**READING PASSAGE**
····················

Bundled sage for energy clearing

One evening this week, my friend Katherine was visiting and she found this bundle of dried sage on my kitchen counter. This dried sage is for energy clearing. You set the thing on fire then blow it out and the bundle smolders making all of this wonderful smoke. You can then poke the smoky bundle into open doors, drawers and cupboards and wave it around doorways and windows clearing out any stagnant energy. This kind of thing is right up my alley. And I’m here to tell you, it makes a huge difference in how my house feels.

Katherine already knew all of this because I had given her her own sage when she moved into her new house. She hasn’t yet used it so I told her about the most recent sage-ing ceremony I had, thinking it might inspire her.

····················

**RAW DATA**
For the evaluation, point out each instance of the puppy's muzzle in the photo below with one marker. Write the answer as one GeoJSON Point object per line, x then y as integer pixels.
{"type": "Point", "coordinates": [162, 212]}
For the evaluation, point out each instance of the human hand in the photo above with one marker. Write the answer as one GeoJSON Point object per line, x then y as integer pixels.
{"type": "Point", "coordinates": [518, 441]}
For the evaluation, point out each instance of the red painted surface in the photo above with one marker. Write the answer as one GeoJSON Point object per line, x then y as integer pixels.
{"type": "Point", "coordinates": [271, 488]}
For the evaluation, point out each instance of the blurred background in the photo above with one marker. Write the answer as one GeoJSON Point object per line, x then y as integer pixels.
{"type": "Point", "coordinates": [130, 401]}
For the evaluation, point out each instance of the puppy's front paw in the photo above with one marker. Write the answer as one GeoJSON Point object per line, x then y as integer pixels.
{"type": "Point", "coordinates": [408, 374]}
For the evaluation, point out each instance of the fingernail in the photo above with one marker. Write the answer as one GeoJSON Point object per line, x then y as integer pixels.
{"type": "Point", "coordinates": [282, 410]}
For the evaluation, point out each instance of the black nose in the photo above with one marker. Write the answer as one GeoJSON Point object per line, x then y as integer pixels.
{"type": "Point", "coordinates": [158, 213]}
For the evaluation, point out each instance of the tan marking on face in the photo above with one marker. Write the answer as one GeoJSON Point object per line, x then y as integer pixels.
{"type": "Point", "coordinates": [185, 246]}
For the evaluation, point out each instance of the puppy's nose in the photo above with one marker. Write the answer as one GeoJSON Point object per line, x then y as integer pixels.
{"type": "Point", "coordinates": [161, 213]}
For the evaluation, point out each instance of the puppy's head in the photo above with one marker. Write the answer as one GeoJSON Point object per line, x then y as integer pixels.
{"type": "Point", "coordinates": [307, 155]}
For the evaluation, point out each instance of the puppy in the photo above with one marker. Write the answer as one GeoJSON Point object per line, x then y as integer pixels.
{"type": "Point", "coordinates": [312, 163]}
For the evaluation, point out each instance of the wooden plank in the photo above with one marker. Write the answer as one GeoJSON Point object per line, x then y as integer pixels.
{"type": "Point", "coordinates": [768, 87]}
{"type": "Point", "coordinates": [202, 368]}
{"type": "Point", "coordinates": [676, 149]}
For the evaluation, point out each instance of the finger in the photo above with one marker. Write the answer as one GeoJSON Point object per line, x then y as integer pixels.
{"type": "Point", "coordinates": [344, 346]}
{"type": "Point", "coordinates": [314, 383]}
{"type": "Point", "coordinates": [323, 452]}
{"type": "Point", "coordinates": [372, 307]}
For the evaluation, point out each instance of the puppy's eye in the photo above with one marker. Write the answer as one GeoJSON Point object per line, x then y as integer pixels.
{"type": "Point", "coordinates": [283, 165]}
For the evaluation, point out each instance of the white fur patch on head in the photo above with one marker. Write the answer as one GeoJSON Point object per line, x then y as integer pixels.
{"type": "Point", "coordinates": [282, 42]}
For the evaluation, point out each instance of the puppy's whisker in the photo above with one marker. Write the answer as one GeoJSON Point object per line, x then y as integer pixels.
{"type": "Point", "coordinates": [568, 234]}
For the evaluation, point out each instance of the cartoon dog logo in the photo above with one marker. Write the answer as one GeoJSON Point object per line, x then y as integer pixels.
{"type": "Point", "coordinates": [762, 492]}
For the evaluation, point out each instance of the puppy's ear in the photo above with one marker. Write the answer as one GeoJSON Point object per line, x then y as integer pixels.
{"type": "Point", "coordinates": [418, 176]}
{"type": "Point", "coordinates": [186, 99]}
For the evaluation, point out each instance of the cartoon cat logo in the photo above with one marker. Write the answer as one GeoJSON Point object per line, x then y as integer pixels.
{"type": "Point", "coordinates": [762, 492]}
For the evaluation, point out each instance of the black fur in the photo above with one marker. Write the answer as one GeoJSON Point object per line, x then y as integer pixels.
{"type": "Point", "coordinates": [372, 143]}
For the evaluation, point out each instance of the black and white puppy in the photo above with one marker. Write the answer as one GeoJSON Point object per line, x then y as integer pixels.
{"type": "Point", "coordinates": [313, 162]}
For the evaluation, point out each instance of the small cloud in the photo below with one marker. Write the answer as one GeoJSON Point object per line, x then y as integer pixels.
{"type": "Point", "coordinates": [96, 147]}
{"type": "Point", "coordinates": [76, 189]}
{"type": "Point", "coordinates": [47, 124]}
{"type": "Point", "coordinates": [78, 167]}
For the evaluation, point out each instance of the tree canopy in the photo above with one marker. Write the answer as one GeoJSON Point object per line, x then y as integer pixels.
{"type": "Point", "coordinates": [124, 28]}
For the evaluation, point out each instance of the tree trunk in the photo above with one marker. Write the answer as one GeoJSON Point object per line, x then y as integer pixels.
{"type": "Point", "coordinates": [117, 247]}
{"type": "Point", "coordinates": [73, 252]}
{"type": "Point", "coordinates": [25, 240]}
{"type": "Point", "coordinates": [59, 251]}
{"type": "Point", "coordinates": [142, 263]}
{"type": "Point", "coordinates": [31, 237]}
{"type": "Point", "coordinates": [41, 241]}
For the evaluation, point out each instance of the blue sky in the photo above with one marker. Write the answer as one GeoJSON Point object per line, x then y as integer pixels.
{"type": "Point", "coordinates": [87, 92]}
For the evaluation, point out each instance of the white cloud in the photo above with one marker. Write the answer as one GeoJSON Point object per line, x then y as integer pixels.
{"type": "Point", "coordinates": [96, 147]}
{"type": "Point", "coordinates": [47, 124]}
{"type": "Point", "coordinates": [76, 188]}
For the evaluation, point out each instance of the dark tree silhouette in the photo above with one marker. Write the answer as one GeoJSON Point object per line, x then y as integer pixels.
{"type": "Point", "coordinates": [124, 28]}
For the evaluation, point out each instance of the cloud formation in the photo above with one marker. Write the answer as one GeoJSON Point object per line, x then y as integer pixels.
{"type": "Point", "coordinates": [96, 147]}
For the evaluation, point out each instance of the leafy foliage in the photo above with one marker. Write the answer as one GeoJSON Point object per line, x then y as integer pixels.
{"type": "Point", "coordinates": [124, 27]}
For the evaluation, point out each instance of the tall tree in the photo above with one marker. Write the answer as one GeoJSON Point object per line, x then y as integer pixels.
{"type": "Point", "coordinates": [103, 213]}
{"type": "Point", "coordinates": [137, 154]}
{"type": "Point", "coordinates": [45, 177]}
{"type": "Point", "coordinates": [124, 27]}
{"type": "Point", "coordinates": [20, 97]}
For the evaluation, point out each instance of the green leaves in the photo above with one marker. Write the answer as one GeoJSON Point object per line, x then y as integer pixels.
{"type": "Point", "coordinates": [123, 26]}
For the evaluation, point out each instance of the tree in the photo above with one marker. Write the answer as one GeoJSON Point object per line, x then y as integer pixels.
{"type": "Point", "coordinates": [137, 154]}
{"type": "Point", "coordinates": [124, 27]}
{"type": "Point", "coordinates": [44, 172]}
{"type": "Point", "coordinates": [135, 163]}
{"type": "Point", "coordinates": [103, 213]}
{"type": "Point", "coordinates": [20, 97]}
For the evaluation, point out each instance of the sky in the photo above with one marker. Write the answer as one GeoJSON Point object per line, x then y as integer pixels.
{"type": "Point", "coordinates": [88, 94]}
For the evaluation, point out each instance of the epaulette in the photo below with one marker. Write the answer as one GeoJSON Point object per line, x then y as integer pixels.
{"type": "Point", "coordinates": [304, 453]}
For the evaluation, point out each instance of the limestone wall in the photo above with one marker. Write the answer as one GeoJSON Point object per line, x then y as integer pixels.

····················

Rewrite the sage-burning passage from the words "One evening this" through "might inspire her.", swapping "bundle" for "bunch" each time it appears.

**RESPONSE**
One evening this week, my friend Katherine was visiting and she found this bunch of dried sage on my kitchen counter. This dried sage is for energy clearing. You set the thing on fire then blow it out and the bunch smolders making all of this wonderful smoke. You can then poke the smoky bunch into open doors, drawers and cupboards and wave it around doorways and windows clearing out any stagnant energy. This kind of thing is right up my alley. And I’m here to tell you, it makes a huge difference in how my house feels.

Katherine already knew all of this because I had given her her own sage when she moved into her new house. She hasn’t yet used it so I told her about the most recent sage-ing ceremony I had, thinking it might inspire her.